TASK DETAILS: Rewrite the data below as a Markdown table with two columns, Row and Text. Give each line its own numbered row, in order, and leave out any blank lines.

WORKING DATA:
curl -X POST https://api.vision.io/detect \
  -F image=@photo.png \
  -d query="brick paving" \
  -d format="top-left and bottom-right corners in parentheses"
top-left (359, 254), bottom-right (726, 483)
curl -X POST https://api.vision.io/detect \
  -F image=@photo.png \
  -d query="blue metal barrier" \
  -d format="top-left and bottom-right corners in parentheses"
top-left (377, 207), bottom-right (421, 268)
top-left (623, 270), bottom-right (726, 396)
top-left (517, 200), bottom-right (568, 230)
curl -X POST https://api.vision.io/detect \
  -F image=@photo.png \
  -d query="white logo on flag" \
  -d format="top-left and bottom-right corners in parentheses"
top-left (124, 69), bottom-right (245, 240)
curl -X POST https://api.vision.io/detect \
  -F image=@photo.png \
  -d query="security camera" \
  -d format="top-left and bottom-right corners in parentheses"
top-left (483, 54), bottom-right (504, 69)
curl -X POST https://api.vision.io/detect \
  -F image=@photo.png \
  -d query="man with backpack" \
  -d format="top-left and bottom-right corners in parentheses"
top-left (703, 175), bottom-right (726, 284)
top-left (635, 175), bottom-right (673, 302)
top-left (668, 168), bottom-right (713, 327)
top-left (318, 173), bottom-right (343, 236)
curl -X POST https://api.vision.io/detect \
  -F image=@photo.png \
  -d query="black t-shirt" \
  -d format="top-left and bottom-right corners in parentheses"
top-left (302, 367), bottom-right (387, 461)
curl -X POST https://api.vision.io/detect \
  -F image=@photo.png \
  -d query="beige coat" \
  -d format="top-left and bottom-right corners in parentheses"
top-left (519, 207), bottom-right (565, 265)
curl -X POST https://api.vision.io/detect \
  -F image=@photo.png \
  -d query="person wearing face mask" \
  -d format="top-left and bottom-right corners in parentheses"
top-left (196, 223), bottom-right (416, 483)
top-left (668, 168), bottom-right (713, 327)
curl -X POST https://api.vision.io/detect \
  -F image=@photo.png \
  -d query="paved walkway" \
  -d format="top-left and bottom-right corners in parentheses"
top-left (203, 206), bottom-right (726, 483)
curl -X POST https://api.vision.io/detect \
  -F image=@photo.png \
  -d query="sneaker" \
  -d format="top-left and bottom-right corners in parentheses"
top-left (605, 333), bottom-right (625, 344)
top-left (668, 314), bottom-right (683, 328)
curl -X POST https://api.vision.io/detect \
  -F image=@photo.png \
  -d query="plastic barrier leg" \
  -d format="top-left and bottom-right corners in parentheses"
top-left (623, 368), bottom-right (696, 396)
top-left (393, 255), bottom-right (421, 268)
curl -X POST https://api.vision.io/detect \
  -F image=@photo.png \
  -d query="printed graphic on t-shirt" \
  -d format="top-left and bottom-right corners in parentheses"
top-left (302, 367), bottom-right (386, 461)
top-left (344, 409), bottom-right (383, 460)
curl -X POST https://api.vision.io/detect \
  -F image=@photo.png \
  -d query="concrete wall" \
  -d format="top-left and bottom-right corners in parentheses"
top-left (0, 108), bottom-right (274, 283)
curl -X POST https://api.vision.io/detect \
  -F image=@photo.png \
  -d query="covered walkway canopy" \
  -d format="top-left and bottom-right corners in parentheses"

ANSWER TO THIS PROBLEM:
| Row | Text |
|---|---|
| 1 | curl -X POST https://api.vision.io/detect \ |
| 2 |   -F image=@photo.png \ |
| 3 |   -d query="brick paving" \ |
| 4 |   -d format="top-left and bottom-right corners in parentheses" |
| 5 | top-left (359, 254), bottom-right (726, 483) |
| 6 | curl -X POST https://api.vision.io/detect \ |
| 7 |   -F image=@photo.png \ |
| 8 |   -d query="blue metal barrier" \ |
| 9 |   -d format="top-left and bottom-right corners in parentheses" |
| 10 | top-left (377, 207), bottom-right (421, 268) |
| 11 | top-left (623, 270), bottom-right (726, 396) |
| 12 | top-left (517, 200), bottom-right (568, 230) |
| 13 | curl -X POST https://api.vision.io/detect \ |
| 14 |   -F image=@photo.png \ |
| 15 |   -d query="white logo on flag" \ |
| 16 |   -d format="top-left and bottom-right corners in parentheses" |
| 17 | top-left (124, 69), bottom-right (245, 240) |
| 18 | curl -X POST https://api.vision.io/detect \ |
| 19 |   -F image=@photo.png \ |
| 20 |   -d query="security camera" \ |
| 21 |   -d format="top-left and bottom-right corners in parentheses" |
| 22 | top-left (483, 54), bottom-right (504, 69) |
| 23 | curl -X POST https://api.vision.io/detect \ |
| 24 |   -F image=@photo.png \ |
| 25 |   -d query="man with backpack" \ |
| 26 |   -d format="top-left and bottom-right corners in parentheses" |
| 27 | top-left (703, 175), bottom-right (726, 284) |
| 28 | top-left (635, 175), bottom-right (673, 302) |
| 29 | top-left (668, 168), bottom-right (713, 327) |
| 30 | top-left (318, 173), bottom-right (343, 236) |
| 31 | curl -X POST https://api.vision.io/detect \ |
| 32 |   -F image=@photo.png \ |
| 33 |   -d query="black t-shirt" \ |
| 34 |   -d format="top-left and bottom-right corners in parentheses" |
| 35 | top-left (302, 367), bottom-right (387, 461) |
| 36 | curl -X POST https://api.vision.io/detect \ |
| 37 |   -F image=@photo.png \ |
| 38 |   -d query="beige coat" \ |
| 39 |   -d format="top-left and bottom-right corners in parentheses" |
| 40 | top-left (519, 207), bottom-right (565, 265) |
| 41 | curl -X POST https://api.vision.io/detect \ |
| 42 |   -F image=@photo.png \ |
| 43 |   -d query="person wearing face mask" \ |
| 44 |   -d format="top-left and bottom-right corners in parentheses" |
| 45 | top-left (196, 223), bottom-right (416, 483) |
| 46 | top-left (668, 168), bottom-right (713, 327) |
| 47 | curl -X POST https://api.vision.io/detect \ |
| 48 |   -F image=@photo.png \ |
| 49 |   -d query="paved walkway" \ |
| 50 |   -d format="top-left and bottom-right corners in parentheses" |
| 51 | top-left (203, 206), bottom-right (726, 483) |
| 52 | curl -X POST https://api.vision.io/detect \ |
| 53 |   -F image=@photo.png \ |
| 54 |   -d query="sneaker" \ |
| 55 |   -d format="top-left and bottom-right corners in parentheses" |
| 56 | top-left (605, 333), bottom-right (625, 344) |
| 57 | top-left (668, 314), bottom-right (683, 328) |
| 58 | curl -X POST https://api.vision.io/detect \ |
| 59 |   -F image=@photo.png \ |
| 60 |   -d query="plastic barrier leg" \ |
| 61 |   -d format="top-left and bottom-right corners in parentheses" |
| 62 | top-left (623, 368), bottom-right (696, 396) |
| 63 | top-left (393, 255), bottom-right (421, 268) |
| 64 | curl -X POST https://api.vision.io/detect \ |
| 65 |   -F image=@photo.png \ |
| 66 |   -d query="printed graphic on t-shirt" \ |
| 67 |   -d format="top-left and bottom-right corners in parentheses" |
| 68 | top-left (302, 367), bottom-right (386, 461) |
| 69 | top-left (344, 409), bottom-right (383, 460) |
| 70 | curl -X POST https://api.vision.io/detect \ |
| 71 |   -F image=@photo.png \ |
| 72 |   -d query="concrete wall" \ |
| 73 |   -d format="top-left and bottom-right corners in parentheses" |
| 74 | top-left (0, 108), bottom-right (274, 283) |
| 75 | curl -X POST https://api.vision.io/detect \ |
| 76 |   -F image=@photo.png \ |
| 77 |   -d query="covered walkway canopy" \ |
| 78 |   -d format="top-left and bottom-right corners in parentheses" |